Blend of regret +‎ Brexit, said to have been coined on 24 June 2016 by one Carl Gardner in a Twitter post (see quotations) following the United Kingdom European Union membership referendum on 23 June 2016.

Noun

Regrexit (uncountable)

  1. (UK politics) A feeling of regret about Brexit taking place, or about having voted for it.
    • 2016 June 24, Carl Gardner (@carlgardner), Twitter, archived from the original on 2 November 2016:
      Labour has one chance now. To emerge within weeks as Britain's centrist "Regrexit Unionist" party. If it did that, even I might forgive it.
    • 2016 June 24, Jonathan Freedland, “For the 48%, this was a day of despair: Soon we will become little Britain. The signs of Regrexit are cold comfort for those of us who voted to remain.”, in The Guardian, London, archived from the original on 13 September 2016, subtitle:
      There are leave voters who confessed to reporters that they never thought their side would actually win, that their vote had only ever been intended as a protest, presumed to be safe because surely everyone else would vote the other way. [] A Twitter user came up with a new coinage for this rapid form of buyer's remorse: Regrexit. [] When some of those leave voters see that Brexit has not brought back the good jobs of old, that housing is still in desperately short supply and that a migrant family still lives round the corner, the Regrexit sentiment will grow.

◆ **Prompt**: In the dictionary entry on Regrexit, which two words are blended to form the term?

◆ **Dataset entries**:

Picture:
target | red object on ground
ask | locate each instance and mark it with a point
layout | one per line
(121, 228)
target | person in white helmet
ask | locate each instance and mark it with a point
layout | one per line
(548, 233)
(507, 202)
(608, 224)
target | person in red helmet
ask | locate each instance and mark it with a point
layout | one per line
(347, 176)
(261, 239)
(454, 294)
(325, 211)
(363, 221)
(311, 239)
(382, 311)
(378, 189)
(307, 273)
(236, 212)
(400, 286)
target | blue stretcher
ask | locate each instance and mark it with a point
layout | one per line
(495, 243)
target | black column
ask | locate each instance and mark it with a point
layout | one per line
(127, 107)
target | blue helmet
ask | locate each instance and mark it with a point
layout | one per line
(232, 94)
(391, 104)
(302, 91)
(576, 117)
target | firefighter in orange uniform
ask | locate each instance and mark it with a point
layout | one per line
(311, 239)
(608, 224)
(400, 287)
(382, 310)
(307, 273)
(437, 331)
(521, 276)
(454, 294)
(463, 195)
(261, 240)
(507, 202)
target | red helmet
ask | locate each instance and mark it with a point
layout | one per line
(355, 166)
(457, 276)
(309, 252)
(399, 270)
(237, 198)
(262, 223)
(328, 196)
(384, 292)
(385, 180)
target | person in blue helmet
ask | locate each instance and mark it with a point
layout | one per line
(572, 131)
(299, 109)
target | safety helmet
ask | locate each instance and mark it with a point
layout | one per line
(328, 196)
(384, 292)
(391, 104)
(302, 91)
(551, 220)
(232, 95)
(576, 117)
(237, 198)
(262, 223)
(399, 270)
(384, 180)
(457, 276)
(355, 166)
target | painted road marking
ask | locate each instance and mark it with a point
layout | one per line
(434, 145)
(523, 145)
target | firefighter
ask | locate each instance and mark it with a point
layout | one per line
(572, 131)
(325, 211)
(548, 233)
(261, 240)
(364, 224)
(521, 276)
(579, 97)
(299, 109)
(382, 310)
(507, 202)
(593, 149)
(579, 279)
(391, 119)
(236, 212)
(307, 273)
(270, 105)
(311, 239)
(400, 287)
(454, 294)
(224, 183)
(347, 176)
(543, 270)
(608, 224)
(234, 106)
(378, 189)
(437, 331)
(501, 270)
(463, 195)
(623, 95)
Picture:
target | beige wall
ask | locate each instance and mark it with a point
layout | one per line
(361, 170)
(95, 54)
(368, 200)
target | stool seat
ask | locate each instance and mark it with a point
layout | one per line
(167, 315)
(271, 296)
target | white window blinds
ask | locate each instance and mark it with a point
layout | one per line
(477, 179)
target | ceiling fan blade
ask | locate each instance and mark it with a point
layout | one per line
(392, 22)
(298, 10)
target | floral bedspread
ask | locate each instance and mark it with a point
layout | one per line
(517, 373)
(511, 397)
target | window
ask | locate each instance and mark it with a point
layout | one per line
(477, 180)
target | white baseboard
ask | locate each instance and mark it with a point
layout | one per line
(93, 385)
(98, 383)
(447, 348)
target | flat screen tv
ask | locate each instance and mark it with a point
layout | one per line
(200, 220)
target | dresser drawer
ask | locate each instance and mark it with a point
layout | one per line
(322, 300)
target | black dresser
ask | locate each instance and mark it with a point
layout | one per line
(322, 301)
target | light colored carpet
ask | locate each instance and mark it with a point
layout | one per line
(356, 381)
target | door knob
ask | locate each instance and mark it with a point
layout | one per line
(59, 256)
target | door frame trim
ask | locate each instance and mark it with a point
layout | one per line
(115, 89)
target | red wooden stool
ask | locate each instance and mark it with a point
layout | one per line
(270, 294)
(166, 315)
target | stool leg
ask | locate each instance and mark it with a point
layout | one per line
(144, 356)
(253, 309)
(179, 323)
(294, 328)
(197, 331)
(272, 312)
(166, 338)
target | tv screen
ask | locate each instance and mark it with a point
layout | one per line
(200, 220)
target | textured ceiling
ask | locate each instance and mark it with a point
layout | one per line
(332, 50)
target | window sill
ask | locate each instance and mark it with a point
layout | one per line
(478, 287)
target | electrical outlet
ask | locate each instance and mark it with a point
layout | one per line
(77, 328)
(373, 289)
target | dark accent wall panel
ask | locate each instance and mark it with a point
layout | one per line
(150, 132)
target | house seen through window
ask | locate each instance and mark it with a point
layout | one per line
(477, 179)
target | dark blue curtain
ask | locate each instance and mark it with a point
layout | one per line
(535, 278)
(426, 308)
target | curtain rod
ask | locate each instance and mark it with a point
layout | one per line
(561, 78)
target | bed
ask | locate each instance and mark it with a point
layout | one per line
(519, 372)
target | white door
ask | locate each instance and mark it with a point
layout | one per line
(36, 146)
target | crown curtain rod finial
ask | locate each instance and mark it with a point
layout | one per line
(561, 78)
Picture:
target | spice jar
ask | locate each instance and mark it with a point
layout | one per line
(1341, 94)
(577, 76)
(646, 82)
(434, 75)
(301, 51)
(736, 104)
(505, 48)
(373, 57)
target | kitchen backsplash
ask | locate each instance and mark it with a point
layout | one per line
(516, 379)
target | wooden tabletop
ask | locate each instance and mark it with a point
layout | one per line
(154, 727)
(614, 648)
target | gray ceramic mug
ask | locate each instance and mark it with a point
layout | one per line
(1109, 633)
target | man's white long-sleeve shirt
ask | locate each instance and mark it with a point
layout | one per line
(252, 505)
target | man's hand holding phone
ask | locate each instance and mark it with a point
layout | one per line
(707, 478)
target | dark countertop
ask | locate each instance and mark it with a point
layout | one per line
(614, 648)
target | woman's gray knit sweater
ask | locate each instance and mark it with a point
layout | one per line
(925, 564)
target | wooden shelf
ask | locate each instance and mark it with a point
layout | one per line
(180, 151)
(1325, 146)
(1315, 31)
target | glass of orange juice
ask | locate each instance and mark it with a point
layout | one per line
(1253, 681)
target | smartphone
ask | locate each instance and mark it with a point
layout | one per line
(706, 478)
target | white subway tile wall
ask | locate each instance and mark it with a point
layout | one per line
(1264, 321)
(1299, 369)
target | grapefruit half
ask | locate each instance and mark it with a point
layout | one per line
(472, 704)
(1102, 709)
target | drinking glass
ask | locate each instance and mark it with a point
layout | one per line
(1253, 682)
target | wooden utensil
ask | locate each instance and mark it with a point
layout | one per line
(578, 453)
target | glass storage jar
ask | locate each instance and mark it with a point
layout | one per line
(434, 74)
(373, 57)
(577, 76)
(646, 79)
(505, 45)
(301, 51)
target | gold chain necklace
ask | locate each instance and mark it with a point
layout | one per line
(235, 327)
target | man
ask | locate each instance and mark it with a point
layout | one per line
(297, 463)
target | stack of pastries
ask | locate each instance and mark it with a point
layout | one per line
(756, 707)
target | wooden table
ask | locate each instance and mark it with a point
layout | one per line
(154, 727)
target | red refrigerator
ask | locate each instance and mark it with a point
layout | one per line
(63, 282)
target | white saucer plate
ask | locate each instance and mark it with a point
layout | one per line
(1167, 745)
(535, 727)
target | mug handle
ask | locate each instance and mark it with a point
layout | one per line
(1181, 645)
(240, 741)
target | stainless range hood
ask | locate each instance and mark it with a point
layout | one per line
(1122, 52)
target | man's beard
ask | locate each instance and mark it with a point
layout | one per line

◆ **Response**: Regret and Brexit.